*** Block opens ***

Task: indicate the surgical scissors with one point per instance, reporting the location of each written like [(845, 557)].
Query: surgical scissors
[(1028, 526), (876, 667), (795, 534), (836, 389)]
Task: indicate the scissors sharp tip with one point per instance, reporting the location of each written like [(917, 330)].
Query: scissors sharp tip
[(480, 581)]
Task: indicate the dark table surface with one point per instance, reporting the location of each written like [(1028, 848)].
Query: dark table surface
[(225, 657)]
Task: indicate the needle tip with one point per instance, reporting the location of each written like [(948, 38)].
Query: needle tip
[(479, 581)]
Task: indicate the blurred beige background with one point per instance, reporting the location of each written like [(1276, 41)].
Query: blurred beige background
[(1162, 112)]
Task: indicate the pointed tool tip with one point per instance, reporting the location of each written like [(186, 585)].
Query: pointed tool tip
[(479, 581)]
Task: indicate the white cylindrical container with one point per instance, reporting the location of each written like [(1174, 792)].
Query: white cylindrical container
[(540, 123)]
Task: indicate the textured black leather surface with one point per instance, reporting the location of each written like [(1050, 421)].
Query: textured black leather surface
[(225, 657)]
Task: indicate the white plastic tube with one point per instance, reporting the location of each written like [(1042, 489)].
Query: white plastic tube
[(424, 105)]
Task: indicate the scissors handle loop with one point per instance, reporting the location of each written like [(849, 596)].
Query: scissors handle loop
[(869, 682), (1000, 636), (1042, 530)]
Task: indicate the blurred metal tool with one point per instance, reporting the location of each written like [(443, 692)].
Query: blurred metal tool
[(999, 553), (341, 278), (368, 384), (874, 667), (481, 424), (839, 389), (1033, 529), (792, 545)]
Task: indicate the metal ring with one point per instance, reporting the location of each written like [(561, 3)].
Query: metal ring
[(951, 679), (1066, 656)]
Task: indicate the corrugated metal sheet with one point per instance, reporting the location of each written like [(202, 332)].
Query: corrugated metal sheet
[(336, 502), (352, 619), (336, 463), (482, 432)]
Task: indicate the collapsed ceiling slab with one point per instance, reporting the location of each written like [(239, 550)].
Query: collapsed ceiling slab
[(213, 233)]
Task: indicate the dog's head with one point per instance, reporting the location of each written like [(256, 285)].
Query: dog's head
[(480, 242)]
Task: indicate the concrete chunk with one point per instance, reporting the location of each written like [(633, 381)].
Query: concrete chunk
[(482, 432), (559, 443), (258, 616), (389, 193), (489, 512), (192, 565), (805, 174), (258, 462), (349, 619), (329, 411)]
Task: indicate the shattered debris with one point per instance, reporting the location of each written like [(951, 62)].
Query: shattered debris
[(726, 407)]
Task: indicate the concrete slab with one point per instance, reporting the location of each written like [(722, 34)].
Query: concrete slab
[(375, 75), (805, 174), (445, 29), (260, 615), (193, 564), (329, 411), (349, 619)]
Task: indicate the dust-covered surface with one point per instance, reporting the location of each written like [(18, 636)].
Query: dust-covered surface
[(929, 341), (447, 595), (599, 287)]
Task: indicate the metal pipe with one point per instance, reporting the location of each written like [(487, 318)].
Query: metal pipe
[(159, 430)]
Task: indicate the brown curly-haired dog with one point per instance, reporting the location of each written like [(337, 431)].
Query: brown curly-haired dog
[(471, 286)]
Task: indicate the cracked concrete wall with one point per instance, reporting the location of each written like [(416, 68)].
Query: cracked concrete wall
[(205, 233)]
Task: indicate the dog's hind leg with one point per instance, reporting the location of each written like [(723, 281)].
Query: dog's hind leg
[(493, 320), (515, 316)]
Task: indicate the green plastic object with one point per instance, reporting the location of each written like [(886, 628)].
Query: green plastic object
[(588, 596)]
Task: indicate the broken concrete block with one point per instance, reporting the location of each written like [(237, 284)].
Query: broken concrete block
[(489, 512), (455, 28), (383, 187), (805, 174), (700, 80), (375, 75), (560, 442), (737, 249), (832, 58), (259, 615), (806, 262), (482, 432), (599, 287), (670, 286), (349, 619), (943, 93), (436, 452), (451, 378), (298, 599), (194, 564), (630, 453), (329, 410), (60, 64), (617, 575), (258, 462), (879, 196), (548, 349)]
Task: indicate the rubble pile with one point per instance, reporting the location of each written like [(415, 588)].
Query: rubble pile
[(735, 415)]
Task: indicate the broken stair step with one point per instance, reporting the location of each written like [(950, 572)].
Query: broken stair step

*** Block closes ***
*** Block opens ***

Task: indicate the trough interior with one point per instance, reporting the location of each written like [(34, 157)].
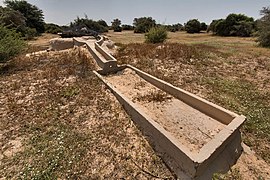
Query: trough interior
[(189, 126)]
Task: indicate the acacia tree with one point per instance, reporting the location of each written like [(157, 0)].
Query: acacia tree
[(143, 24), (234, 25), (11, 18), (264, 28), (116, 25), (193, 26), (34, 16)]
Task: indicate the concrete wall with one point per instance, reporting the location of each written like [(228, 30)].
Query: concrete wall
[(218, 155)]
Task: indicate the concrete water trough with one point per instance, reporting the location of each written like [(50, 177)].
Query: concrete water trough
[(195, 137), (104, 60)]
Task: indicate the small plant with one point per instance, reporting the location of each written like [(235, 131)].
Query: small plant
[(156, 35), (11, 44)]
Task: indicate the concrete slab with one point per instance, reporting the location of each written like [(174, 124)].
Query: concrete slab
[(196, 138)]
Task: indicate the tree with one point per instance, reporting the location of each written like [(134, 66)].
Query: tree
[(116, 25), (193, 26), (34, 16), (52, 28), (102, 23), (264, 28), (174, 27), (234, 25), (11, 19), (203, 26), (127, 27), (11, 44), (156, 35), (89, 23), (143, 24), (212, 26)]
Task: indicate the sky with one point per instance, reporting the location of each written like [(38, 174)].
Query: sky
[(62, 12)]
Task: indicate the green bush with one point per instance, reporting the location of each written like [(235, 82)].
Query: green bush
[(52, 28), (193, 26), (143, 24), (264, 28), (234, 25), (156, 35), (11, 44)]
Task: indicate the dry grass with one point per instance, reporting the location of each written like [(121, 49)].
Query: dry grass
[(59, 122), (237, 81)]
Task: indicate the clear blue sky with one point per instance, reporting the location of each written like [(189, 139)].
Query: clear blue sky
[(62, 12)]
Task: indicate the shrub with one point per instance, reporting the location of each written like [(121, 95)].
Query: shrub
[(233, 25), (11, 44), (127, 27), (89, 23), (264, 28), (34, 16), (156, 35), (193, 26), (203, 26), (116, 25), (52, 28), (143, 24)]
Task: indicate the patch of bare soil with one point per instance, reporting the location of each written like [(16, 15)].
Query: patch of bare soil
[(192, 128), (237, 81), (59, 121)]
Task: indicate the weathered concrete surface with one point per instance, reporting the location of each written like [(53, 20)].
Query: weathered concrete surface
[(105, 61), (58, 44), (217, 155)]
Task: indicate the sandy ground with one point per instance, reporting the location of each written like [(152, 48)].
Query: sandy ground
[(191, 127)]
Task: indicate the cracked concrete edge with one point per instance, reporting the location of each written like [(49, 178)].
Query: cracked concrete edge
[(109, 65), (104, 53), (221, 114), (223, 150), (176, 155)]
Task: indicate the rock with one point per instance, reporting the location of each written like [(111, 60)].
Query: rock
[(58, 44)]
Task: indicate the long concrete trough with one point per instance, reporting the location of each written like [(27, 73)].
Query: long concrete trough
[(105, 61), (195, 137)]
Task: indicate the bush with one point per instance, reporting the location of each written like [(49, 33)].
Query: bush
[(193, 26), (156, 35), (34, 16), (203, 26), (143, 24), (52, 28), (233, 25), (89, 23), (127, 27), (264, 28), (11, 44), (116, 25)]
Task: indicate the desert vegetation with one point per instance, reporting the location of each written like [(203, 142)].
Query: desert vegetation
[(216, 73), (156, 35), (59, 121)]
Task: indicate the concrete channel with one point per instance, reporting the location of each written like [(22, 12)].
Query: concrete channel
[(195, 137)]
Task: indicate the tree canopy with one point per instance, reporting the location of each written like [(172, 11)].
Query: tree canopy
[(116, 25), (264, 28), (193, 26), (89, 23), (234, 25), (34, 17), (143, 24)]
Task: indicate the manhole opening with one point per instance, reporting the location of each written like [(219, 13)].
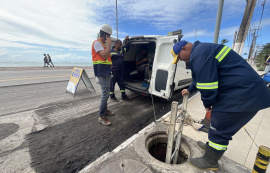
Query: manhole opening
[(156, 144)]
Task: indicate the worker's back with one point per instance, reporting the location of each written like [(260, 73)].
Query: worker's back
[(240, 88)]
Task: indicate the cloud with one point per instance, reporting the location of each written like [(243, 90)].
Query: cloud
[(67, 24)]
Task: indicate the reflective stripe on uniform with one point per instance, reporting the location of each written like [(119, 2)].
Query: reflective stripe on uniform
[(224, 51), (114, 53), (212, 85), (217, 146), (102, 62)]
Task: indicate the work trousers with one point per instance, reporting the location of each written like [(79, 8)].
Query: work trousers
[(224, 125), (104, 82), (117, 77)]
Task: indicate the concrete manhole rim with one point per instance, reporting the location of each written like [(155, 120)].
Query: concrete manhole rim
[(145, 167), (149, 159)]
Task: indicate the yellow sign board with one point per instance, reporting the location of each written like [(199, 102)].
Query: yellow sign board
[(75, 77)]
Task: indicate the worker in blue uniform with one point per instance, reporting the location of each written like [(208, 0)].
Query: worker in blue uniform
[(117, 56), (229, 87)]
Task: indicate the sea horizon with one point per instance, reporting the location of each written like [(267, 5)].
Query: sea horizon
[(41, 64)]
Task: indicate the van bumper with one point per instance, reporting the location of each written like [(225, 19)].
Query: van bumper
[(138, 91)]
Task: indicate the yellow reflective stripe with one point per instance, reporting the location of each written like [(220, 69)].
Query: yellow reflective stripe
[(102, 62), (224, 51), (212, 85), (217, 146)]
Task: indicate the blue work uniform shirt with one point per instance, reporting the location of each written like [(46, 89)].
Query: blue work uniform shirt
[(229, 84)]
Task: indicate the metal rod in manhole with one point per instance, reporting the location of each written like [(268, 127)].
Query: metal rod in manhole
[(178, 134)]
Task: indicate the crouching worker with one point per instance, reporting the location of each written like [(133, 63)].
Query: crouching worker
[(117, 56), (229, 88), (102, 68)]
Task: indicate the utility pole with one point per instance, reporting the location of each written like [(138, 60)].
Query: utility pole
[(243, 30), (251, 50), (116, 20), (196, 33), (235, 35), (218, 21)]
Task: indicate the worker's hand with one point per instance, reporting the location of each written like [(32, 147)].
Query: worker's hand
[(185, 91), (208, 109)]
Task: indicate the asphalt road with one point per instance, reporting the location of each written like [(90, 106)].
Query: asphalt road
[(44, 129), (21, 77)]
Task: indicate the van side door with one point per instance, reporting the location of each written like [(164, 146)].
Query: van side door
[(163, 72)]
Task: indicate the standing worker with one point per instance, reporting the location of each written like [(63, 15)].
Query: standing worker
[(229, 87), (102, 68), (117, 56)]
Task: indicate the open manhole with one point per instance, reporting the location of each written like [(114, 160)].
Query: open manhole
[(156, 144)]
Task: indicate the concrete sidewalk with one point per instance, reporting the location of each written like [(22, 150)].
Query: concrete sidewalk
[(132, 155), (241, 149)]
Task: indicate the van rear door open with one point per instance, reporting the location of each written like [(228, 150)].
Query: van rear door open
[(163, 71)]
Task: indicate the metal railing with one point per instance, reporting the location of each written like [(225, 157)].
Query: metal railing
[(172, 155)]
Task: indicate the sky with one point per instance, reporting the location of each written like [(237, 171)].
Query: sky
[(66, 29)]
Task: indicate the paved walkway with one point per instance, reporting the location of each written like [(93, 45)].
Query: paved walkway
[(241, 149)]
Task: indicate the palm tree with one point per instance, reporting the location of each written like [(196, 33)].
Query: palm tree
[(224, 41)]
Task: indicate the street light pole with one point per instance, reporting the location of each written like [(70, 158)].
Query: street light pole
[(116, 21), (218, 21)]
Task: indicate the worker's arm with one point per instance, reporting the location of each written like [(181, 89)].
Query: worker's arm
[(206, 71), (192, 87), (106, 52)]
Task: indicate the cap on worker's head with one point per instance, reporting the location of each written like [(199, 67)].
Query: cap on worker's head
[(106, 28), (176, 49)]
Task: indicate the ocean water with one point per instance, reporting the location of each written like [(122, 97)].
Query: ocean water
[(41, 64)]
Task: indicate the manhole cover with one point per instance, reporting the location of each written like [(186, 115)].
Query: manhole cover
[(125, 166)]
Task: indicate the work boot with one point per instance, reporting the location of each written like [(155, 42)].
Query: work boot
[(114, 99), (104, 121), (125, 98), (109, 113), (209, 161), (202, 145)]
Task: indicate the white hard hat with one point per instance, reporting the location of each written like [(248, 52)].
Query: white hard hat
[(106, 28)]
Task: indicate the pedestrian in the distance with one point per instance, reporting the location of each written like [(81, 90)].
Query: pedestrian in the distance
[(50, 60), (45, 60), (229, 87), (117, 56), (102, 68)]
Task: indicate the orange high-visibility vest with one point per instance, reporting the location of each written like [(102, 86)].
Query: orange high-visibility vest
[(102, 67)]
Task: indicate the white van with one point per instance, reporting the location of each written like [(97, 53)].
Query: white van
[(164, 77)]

*** Block closes ***
*** Block opens ***

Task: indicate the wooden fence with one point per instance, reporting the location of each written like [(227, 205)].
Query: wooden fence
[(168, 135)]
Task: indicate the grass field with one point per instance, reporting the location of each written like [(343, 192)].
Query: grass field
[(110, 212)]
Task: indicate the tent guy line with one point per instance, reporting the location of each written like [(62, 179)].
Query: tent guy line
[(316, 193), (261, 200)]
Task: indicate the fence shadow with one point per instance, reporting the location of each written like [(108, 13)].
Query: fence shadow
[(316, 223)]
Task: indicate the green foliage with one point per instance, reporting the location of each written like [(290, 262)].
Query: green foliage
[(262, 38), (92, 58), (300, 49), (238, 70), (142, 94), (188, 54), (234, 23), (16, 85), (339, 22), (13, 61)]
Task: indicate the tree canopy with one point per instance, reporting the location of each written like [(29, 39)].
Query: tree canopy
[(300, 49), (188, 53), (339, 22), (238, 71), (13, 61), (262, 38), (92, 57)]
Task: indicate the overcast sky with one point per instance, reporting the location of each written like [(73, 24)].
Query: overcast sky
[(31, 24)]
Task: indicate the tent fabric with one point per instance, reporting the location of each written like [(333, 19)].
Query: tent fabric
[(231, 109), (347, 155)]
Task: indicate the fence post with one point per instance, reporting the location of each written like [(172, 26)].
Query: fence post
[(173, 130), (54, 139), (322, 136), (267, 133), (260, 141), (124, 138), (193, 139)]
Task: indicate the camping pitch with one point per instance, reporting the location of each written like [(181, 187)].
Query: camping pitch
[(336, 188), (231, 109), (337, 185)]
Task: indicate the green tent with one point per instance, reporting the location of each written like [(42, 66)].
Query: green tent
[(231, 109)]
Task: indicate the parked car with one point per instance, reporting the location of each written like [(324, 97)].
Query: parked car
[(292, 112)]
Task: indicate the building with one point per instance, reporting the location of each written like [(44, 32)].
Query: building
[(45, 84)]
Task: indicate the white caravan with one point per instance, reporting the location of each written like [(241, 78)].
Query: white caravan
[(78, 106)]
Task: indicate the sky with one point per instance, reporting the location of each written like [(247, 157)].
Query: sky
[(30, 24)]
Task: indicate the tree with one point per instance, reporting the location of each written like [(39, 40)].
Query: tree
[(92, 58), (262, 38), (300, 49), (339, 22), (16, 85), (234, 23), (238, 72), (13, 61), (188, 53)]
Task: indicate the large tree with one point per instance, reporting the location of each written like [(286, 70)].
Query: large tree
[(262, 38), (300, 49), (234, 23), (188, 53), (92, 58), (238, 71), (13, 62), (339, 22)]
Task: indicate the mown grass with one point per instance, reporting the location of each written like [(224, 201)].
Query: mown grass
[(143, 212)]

*** Block closes ***

:: The problem ::
Please copy the lines above from the line with "Query: metal ring" up to and including the line with "Task: indicate the dog's head", exactly as written and with nothing else.

:: Solution ::
Query: metal ring
[(951, 679), (1066, 656)]
Task: indicate the corrugated metal sheet with one point per instance, reporting the location of each written like [(202, 332)].
Query: corrugated metal sheet
[(336, 502), (352, 619), (336, 463), (482, 432)]
Task: indicate the collapsed ceiling slab with one point per instance, reporting the location of each written like [(239, 550)].
Query: collapsed ceiling slab
[(213, 233)]
Task: indicate the dog's head with one point per instance, reporting the location of each written like [(256, 285)].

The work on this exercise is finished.